» **What the task asks**
Decide whether each statement agrees with the passage on the MLB Network's planned move to East Harlem, answering yes or no and quoting the deciding words: (a) In March the city approved more than $16 million in subsidies for Vornado's tower. (b) Vornado was enlarging its proposed tower. (c) Vornado's new lease terms would have the network pay an extra $5 million a year.

» **Text segment**
══════════════════════════════

With all the public funding New York City has lavished on the Yankees and Mets for their new stadiums (with amazingly high ticket prices), Major League Baseball is having a field day in the big apple. MLB has also been promised $5 million more in tax breaks to locate its start up cable network – the MLB Network LLC – in East Harlem.

The MLB Network is supposed to serve as the anchor tenant in the “Harlem Park” office tower that Vornado Realty Trust wants to build on 125th St. and Park Ave. In March the city approved over $16 million in subsidies for Vornado’s tower in conjunction with its approval of MLB Network’s tax breaks, since Vornado claimed in its subsidy application that without the assistance it would build a retail and residential complex rather than an office tower.

Despite the subsidies, it seems now that the office tower plan may not come to fruition, at least not as originally envisioned. Last month the New York Times reported that Vornado was scaling back the size of its proposed tower and seeking to renegotiate its lease with Major League Baseball due to financing problems, including difficulty attracting other office tenants.

And according to a Times story this past weekend, the MLB Network is now (unofficially) rejecting the new lease terms proposed by Vornado, which would require them to rent additional space in the building and pay an extra $2 million a year. Real estate executives say the network is instead considering staying in its temporary offices in Secaucus, New Jersey, at least for another few years.

All this goes to show that subsidies are usually not the key factor in determining how development deals pan out.

══════════════════════════════

» **Data excerpts**
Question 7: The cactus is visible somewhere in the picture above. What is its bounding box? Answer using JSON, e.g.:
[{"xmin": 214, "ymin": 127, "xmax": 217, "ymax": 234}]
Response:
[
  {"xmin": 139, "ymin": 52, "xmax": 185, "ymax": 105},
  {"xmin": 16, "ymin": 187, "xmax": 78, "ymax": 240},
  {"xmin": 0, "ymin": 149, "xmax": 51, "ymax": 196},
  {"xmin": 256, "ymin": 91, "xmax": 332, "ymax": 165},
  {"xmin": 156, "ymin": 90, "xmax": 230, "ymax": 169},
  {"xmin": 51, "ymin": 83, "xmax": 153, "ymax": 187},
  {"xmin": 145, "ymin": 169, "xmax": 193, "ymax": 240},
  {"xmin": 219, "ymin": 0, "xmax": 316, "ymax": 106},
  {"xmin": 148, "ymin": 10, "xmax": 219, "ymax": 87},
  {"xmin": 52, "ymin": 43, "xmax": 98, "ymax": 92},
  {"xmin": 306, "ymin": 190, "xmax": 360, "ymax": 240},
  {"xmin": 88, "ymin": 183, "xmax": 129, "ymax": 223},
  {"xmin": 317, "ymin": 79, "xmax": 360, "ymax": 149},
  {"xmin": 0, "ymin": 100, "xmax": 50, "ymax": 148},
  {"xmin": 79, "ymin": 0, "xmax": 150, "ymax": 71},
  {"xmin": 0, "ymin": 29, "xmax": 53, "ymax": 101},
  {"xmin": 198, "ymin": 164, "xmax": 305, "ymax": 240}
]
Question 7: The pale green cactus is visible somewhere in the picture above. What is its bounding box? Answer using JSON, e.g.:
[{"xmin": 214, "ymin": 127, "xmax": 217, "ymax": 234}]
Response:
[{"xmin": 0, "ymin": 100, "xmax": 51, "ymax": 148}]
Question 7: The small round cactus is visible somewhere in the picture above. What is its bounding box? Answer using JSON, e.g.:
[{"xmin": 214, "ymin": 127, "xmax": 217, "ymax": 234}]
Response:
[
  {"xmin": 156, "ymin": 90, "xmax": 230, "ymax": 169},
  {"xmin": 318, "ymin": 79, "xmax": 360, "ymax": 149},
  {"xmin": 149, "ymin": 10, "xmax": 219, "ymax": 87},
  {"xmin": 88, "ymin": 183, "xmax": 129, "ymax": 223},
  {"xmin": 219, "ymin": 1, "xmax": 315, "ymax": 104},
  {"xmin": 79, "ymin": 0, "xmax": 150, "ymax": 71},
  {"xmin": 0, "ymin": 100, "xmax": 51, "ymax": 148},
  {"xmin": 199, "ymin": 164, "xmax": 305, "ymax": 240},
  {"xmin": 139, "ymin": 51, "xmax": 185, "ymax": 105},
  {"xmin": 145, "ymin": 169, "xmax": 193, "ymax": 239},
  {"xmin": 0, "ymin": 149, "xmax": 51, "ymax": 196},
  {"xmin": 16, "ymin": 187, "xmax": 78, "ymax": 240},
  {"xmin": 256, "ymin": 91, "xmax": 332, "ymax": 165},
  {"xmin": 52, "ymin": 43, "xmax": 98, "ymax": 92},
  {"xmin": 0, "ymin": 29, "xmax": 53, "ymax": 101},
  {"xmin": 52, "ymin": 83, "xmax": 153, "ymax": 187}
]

══════════════════════════════

» **Result of the task**
(a) Yes: "In March the city approved over $16 million in subsidies for Vornado’s tower"
(b) No: "Vornado was scaling back the size of its proposed tower"
(c) No: "pay an extra $2 million a year"